What needs to be done. In the post about the MH370 search, can you turn the paragraph beginning "To start with, how big is this black box?" into a short bulleted list that keeps its main facts?

MH370 and the proverbial haystack.

When does an analogy become useless?  How about when it’s less exaggerated than the actual facts being analogized?  Take the oft-used “needle in a haystack” analogy.  That one has been trotted out many times during CNN’s intensive coverage of the search for Malaysian Airlines flight MH370 in the southern Indian Ocean.  So much so that Washington Post even made a bit about it.  Heck, even I said it on Brooke Baldwin’s show, although I did qualify it somewhat that “the haystack is on the dark side of the moon”.  So what’s wrong with the haystack analogy?  Nothing, except that finding MH370 is actually much HARDER than finding a needle in a haystack.  Go with me on this…

To rigorously compare the search for the MH370 black box to searching for a needle in a haystack we need to do a little bit of mathematics of proportions.  Not much, so don’t be put off.  There’re some assumptions too, so feel free to tear those apart in the comments section.

To start with, how big is this black box?  Well, I don’t have exact measurements, but based on what they’ve shown on the news, a maximum linear dimension of about 2 feet seems about right.  OK, how big is a needle?  Let’s assume it’s not a giant knitting needle, but a mattress or darning needle, let’s say 3 inches long.   The needle and the black box have quite different shapes, but maximum linear dimension is a good proxy for overall size of differently shaped objects, so we’ll use that.  So, a needle is about 1/8th the maximum linear dimension of the black box.   To be a useful analogy then, the haystack needs to be equal or more than about an eighth the size of the search area because the needle is about an eighth the size of the black box.

A black box flight recorder. Img: Wikipedia

 

So, how big is a haystack?  I haven’t the foggiest, I’m not a farmer.  But for a starting point, let’s assume that the haystack fits inside a barn.  There are several standard size barns, but let’s go with 20’x30’.  Nah, let’s go bigger, 36’x60’, and let’s assume the entire footprint of the barn is filled with hay.

Now, since the black box is likely on the bottom at this point, let’s make this about the area, not the volume of the haystack.  In other words, the needle is UNDER rather than embedded IN the haystack some non-zero distance off the floor.  This is really important , because if we assume volume instead and we’re searching the entire water column, then it’s all over bar the shouting; as WaPo elegantly shows in this infographic, the ocean is deep, Deep, DEEP.  That would be one hell of a tall haystack (EDIT: about 1,850 feet tall, proportionally speaking, or 500ft taller than the empire state building).  Let’s also assume that the batteries have run out (they will soon if they haven’t already) so the black box is not going to help us find it, the same way a needle won’t help you find it either.

Information supplied.
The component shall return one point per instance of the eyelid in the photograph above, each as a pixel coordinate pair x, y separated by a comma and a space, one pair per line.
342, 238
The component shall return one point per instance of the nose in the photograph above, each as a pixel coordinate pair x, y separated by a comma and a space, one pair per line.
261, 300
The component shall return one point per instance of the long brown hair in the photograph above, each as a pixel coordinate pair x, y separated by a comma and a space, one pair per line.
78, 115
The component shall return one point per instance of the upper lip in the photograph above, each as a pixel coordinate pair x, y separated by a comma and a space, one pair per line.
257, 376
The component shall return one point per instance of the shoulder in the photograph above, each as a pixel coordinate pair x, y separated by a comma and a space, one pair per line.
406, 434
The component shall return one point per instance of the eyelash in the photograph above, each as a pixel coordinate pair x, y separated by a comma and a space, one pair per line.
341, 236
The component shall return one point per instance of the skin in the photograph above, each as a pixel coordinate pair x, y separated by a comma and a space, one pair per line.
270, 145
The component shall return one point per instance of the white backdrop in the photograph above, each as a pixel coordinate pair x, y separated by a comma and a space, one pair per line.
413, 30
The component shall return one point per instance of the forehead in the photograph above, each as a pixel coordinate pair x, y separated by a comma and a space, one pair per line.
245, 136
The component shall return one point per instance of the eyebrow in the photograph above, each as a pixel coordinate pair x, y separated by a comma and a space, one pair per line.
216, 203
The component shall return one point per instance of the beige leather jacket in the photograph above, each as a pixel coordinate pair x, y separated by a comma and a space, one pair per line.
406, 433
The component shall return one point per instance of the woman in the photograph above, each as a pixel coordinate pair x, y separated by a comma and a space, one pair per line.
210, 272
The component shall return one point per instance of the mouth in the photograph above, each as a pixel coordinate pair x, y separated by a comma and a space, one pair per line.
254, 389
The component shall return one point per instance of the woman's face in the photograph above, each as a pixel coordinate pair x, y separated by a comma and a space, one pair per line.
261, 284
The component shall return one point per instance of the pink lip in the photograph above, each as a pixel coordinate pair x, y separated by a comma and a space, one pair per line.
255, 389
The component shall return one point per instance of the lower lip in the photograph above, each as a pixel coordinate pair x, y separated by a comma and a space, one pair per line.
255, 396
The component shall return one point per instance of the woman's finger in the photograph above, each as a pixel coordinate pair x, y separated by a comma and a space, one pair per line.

The solution.
- Based on news footage, the black box's maximum linear dimension is estimated at about 2 feet.
- The needle is assumed to be a mattress or darning needle about 3 inches long, not a giant knitting needle.
- Although the two objects have quite different shapes, maximum linear dimension serves as a proxy for their overall size.
- By that measure, the needle is about 1/8 the size of the black box.
- For the analogy to be useful, the haystack must be equal to or more than about an eighth the size of the search area.